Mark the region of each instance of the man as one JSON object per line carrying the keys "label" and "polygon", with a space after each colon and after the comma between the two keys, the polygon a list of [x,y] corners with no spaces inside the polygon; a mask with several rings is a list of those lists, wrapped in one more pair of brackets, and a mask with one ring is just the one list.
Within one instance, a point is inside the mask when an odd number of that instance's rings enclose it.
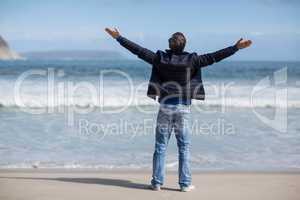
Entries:
{"label": "man", "polygon": [[147,95],[158,98],[160,109],[157,117],[155,151],[151,188],[159,191],[164,182],[165,152],[172,130],[175,132],[179,153],[179,186],[183,192],[195,187],[191,184],[189,116],[192,99],[204,100],[201,68],[219,62],[249,47],[250,40],[240,39],[233,46],[214,53],[197,55],[184,51],[185,36],[174,33],[169,39],[169,48],[156,53],[122,37],[117,29],[105,31],[123,47],[152,65]]}

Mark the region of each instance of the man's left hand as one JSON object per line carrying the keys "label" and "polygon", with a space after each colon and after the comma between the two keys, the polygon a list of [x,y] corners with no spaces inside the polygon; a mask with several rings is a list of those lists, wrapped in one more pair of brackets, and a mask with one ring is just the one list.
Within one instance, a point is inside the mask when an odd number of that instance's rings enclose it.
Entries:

● **Exercise objective**:
Omit every picture, then write out the entries above exactly.

● **Expected answer**:
Mark the region of each instance of the man as one JSON object per line carrying the keys "label" and "polygon", with a space after each colon and after the comma between the two keys, the polygon a list of [x,y] corners with no spaces inside the polygon; a mask with several rings is a list of those lists, wrapped in one more pair of brackets, and a mask with one ring is just the one list.
Within one instance, a point is inside the mask when an odd number of that instance's rings enclose it.
Entries:
{"label": "man", "polygon": [[147,95],[158,98],[160,109],[157,117],[155,151],[151,188],[159,191],[164,182],[165,152],[172,130],[175,132],[179,153],[179,186],[183,192],[195,187],[191,184],[189,116],[192,99],[204,100],[201,68],[219,62],[249,47],[250,40],[240,39],[233,46],[214,53],[197,55],[184,51],[185,36],[174,33],[169,39],[169,48],[156,53],[122,37],[117,29],[105,31],[123,47],[152,65]]}

Mark the region of each instance of the man's left hand as one JSON object per line carrying the keys "label" and "polygon", with a space after each colon and after the comma between the two keys, the polygon a list of [x,y] corners with no spaces inside the polygon; a mask with several rings is a list of those lists, wrapped in one more pair of brackets, and a mask with one ring is just the one list.
Within one instance, a point is inside the mask when an odd number of that instance's rings enclose it.
Entries:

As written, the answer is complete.